**WHAT THE EXERCISE ASKS**
Copy exactly the lines from the "like x=130 y=99." line to the end, both included, and nothing else.
# # # #
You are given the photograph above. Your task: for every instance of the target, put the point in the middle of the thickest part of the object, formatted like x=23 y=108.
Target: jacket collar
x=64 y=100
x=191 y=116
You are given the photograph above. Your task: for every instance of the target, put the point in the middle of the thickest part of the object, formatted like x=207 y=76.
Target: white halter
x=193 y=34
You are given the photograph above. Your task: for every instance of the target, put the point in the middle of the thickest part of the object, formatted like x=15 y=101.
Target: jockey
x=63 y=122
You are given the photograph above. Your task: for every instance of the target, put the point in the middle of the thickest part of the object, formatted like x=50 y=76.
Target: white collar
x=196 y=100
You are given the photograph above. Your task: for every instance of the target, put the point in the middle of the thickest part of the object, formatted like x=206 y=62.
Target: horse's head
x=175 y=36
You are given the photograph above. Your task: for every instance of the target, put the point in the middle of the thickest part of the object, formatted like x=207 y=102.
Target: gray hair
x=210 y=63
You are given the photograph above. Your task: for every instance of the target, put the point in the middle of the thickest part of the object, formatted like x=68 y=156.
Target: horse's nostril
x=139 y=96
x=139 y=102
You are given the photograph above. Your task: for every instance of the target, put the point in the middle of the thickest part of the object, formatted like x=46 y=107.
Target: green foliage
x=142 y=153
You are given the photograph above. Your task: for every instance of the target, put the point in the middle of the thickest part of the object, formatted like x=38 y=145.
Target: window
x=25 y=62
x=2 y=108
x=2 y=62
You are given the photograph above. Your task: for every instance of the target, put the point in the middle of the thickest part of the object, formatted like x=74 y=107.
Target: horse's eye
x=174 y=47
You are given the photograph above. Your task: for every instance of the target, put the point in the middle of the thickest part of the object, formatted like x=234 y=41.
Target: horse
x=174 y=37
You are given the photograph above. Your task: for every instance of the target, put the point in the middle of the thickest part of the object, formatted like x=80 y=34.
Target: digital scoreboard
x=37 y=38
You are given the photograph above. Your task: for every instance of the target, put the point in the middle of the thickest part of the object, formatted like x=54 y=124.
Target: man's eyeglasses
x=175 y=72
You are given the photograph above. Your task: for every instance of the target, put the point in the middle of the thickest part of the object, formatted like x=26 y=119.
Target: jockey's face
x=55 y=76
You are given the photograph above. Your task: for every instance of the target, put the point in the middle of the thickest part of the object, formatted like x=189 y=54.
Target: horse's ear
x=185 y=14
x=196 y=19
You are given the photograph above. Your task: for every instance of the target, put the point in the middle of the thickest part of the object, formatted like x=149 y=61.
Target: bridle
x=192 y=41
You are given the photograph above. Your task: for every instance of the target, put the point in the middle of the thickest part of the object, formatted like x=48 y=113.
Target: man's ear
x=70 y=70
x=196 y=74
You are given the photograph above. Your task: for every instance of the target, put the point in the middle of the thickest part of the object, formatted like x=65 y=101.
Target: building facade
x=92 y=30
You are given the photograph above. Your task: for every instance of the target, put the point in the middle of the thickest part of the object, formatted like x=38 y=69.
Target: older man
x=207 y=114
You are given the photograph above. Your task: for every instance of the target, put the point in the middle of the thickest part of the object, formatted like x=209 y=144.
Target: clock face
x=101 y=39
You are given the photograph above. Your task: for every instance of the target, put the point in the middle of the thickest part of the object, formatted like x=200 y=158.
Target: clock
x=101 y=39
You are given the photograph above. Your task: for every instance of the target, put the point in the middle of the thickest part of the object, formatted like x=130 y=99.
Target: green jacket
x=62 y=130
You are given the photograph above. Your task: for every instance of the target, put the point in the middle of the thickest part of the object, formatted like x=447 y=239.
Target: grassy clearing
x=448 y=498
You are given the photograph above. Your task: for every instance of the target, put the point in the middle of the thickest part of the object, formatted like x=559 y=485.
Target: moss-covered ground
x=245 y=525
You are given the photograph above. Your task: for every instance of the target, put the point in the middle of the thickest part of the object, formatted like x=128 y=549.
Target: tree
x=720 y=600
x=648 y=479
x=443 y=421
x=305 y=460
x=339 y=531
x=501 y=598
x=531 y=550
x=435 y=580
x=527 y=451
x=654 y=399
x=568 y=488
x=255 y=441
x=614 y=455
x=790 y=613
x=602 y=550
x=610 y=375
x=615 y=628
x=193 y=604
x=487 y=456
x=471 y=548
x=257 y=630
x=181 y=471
# # # #
**RESULT OF THIS EXERCISE**
You are given the photograph above. Your task: for every instance of the target, put the point in the middle of the thickest part of the object, formatted like x=130 y=99.
Target: green jacket
x=62 y=130
You are given the photograph above. Your task: for every instance of the target, put the point in the middle of the thickest part of the object, formatted like x=447 y=239.
Target: grassy clearing
x=448 y=498
You are given the photograph above. Your task: for every instance of the target, put the point in the middle of the thickest part of the object, formatted like x=559 y=485.
Target: moss-covered ground
x=245 y=525
You are given the photograph above. Your task: for every instance of the target, put the point in the middle of the thickest part of the object, formatted like x=128 y=549.
Target: tree
x=720 y=600
x=648 y=479
x=443 y=421
x=305 y=460
x=339 y=531
x=501 y=598
x=531 y=550
x=435 y=580
x=527 y=451
x=654 y=399
x=568 y=488
x=255 y=441
x=614 y=455
x=790 y=613
x=602 y=550
x=610 y=375
x=615 y=628
x=193 y=604
x=487 y=456
x=471 y=548
x=257 y=630
x=181 y=471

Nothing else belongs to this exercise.